### [What the task requires]
Copy the result of filtering the entries below for lines that include the string "white".

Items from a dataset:
====================

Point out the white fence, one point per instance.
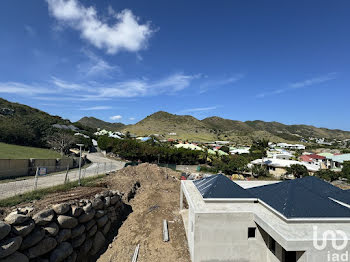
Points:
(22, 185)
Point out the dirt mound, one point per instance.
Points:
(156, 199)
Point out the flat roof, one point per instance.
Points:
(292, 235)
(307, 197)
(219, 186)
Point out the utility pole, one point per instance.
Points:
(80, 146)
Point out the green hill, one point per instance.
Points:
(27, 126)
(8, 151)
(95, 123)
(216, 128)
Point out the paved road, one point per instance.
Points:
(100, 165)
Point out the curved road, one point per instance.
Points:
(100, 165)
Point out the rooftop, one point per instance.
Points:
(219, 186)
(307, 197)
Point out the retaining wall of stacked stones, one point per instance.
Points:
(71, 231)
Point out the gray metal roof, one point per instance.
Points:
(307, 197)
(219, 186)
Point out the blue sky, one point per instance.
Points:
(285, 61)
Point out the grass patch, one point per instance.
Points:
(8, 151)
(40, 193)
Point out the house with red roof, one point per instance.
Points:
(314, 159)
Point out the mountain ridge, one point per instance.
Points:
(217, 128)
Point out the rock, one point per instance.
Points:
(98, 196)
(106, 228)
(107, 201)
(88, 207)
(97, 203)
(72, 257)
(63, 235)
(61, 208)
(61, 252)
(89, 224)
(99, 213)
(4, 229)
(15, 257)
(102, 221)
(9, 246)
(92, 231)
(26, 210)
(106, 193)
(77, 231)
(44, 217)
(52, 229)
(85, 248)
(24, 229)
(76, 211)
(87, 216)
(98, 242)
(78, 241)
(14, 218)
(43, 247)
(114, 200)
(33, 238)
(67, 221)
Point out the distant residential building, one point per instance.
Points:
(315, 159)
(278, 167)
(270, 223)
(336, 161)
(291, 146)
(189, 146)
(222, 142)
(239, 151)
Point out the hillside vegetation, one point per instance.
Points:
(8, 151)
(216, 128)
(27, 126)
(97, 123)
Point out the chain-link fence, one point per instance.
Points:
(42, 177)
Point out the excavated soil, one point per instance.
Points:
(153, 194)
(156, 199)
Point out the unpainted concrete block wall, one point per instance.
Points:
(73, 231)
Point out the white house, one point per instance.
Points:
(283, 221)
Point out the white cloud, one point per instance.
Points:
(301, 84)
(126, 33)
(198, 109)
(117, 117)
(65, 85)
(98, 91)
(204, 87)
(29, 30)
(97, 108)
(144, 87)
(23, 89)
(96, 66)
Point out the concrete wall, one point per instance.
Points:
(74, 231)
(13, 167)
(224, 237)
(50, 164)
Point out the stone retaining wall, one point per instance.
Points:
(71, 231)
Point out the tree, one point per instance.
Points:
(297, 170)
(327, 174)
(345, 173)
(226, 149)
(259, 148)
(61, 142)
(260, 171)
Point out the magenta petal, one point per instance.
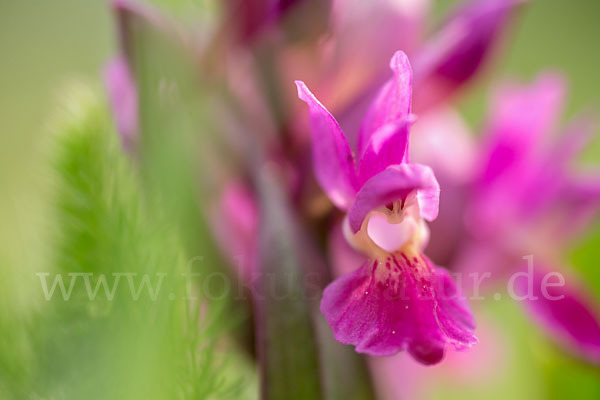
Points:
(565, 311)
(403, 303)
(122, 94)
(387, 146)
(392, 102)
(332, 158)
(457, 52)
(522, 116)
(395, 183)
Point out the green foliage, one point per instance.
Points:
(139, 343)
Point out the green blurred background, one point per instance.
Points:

====================

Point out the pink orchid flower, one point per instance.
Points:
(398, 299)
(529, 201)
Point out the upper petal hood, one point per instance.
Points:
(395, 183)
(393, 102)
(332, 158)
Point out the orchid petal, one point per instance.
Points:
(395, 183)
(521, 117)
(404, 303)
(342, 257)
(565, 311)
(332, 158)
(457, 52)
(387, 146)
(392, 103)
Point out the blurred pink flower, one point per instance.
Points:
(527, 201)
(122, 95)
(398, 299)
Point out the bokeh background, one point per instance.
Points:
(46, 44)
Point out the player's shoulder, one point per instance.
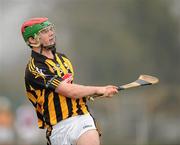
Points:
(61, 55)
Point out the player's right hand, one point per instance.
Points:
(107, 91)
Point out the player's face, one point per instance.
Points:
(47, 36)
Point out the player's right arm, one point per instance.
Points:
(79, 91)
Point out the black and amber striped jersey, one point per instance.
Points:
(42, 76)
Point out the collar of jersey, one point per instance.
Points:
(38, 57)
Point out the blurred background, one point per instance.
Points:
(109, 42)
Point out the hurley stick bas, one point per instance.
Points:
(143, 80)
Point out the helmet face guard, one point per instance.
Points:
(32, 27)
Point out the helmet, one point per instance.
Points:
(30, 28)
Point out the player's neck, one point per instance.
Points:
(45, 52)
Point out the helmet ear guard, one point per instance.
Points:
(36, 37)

====================

### [Solved exercise]
Point out the white fence, one point per instance.
Point out the white house, one point per instance.
Point out the white cloud, one point per instance.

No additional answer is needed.